##### ENTRIES SUPPLIED

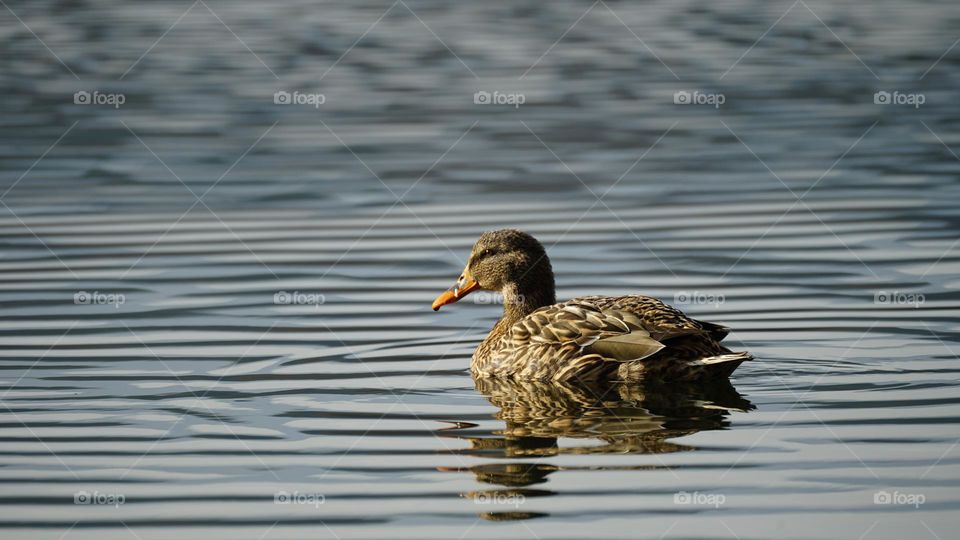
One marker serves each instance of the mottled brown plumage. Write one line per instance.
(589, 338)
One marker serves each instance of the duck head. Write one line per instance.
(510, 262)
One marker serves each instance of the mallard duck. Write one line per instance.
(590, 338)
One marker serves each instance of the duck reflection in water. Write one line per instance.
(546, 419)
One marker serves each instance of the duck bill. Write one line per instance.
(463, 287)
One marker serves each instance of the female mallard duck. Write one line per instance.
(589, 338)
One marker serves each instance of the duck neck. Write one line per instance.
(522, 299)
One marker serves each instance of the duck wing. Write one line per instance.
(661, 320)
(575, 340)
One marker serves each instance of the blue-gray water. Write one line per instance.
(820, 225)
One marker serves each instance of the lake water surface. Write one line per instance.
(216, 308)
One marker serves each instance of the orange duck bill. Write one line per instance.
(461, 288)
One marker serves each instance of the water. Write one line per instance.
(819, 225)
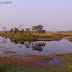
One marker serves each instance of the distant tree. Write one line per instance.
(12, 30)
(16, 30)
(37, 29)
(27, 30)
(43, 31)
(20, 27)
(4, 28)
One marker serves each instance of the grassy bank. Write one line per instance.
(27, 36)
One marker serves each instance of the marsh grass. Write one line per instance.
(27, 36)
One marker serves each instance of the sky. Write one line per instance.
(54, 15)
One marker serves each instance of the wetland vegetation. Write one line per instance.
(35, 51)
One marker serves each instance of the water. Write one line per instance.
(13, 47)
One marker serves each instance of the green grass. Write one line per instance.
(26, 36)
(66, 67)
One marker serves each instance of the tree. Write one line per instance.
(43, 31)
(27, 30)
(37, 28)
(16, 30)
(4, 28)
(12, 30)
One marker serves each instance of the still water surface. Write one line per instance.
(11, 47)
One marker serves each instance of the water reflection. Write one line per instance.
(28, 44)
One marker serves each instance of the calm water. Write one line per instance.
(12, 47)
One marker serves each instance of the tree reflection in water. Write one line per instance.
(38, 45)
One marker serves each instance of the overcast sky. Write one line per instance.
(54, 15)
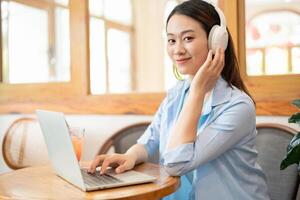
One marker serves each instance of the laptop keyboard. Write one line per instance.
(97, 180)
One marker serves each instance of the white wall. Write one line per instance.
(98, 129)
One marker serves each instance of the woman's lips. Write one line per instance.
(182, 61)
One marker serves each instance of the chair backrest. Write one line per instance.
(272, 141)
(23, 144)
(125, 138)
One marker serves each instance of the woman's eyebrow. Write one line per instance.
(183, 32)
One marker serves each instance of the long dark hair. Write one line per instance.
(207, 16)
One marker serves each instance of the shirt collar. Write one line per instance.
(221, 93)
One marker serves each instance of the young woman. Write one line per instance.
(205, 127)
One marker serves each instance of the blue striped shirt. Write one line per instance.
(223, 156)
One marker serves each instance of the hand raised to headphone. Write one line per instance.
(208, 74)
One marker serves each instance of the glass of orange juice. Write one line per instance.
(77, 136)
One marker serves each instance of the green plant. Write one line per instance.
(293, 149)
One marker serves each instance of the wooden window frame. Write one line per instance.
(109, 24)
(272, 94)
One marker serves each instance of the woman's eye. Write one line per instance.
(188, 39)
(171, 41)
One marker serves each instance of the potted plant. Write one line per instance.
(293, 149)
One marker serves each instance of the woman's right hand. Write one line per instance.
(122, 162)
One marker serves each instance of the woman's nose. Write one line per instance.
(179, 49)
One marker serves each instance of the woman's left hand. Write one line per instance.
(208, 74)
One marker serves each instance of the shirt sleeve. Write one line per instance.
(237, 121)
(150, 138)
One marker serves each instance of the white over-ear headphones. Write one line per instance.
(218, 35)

##########
##### ENTRIES SUPPLIED

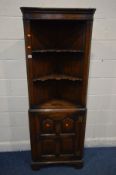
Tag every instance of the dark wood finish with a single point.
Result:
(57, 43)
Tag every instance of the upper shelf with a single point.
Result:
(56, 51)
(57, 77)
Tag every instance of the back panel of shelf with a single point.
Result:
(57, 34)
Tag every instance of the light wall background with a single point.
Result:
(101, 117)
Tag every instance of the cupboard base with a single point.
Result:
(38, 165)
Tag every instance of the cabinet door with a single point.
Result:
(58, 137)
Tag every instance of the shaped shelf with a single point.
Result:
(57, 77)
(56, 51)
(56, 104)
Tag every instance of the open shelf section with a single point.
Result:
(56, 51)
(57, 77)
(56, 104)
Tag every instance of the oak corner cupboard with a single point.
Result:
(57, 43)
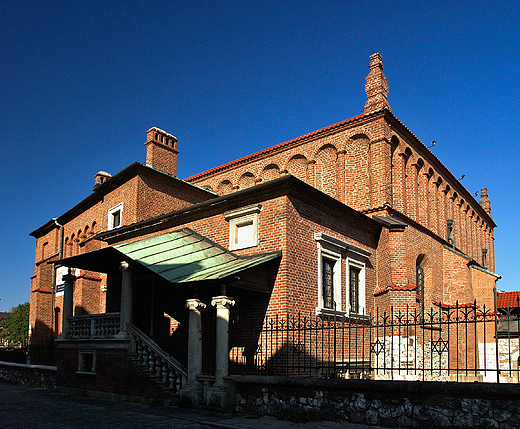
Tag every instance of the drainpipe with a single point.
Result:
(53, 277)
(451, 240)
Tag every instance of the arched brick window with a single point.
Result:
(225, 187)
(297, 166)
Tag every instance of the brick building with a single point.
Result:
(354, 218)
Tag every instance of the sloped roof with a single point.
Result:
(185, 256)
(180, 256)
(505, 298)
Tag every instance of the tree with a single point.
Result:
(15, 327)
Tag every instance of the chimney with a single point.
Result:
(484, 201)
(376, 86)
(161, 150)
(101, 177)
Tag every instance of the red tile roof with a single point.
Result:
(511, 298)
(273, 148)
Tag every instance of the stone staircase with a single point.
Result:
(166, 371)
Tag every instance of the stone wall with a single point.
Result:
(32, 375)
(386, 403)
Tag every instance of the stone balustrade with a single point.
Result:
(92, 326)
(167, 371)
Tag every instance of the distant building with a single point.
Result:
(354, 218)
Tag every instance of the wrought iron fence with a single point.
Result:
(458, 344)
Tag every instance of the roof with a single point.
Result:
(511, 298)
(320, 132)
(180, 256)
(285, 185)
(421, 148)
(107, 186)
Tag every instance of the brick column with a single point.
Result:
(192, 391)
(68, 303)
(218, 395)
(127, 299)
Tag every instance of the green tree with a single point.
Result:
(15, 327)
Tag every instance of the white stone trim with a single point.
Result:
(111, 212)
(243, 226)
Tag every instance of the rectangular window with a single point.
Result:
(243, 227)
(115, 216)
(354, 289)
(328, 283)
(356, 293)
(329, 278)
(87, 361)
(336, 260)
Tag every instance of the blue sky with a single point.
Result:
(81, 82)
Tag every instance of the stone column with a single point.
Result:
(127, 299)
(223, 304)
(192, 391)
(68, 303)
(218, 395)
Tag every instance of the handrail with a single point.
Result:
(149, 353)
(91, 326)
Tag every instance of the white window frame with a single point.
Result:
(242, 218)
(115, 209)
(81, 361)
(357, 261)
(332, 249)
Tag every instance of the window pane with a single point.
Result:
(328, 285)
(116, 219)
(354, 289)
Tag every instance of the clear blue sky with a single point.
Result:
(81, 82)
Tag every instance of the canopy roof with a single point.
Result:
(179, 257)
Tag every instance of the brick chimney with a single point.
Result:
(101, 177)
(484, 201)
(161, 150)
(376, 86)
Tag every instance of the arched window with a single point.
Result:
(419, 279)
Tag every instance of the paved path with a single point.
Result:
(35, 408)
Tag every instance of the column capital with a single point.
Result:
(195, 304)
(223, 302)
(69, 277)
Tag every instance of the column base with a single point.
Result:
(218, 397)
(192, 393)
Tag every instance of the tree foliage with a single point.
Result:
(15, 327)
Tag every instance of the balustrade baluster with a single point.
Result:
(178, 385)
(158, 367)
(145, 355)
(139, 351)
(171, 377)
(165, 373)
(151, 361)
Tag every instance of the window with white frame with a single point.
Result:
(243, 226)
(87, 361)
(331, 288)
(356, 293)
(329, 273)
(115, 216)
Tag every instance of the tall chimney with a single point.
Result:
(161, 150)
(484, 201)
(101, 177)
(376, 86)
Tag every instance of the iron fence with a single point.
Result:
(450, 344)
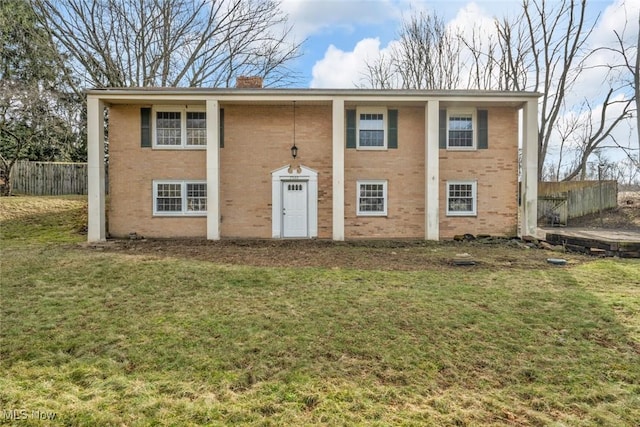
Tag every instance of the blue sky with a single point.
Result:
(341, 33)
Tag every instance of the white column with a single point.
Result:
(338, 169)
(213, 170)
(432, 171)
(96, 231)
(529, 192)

##########
##### ENTRIES SUPPLIED

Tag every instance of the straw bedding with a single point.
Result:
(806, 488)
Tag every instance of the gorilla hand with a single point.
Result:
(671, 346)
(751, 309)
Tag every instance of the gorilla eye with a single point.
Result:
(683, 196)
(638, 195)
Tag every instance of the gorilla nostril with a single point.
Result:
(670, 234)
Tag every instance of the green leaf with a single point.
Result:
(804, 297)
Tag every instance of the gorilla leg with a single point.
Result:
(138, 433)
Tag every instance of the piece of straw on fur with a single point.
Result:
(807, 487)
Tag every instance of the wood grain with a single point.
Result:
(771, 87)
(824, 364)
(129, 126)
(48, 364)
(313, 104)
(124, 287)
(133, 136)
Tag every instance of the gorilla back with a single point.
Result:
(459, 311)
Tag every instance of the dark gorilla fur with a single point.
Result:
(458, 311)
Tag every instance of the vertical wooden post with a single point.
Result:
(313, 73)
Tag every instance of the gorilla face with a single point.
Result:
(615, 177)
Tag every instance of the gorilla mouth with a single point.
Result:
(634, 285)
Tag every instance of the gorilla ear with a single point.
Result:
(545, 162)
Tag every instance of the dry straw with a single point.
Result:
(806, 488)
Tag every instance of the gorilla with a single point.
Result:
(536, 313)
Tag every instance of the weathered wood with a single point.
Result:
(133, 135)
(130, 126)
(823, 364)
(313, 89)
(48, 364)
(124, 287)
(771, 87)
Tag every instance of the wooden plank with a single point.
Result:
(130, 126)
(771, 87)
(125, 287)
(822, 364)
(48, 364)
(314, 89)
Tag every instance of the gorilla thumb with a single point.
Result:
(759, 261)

##########

Tally up the lines holding the string "gorilla" in this listing, and report the total alone.

11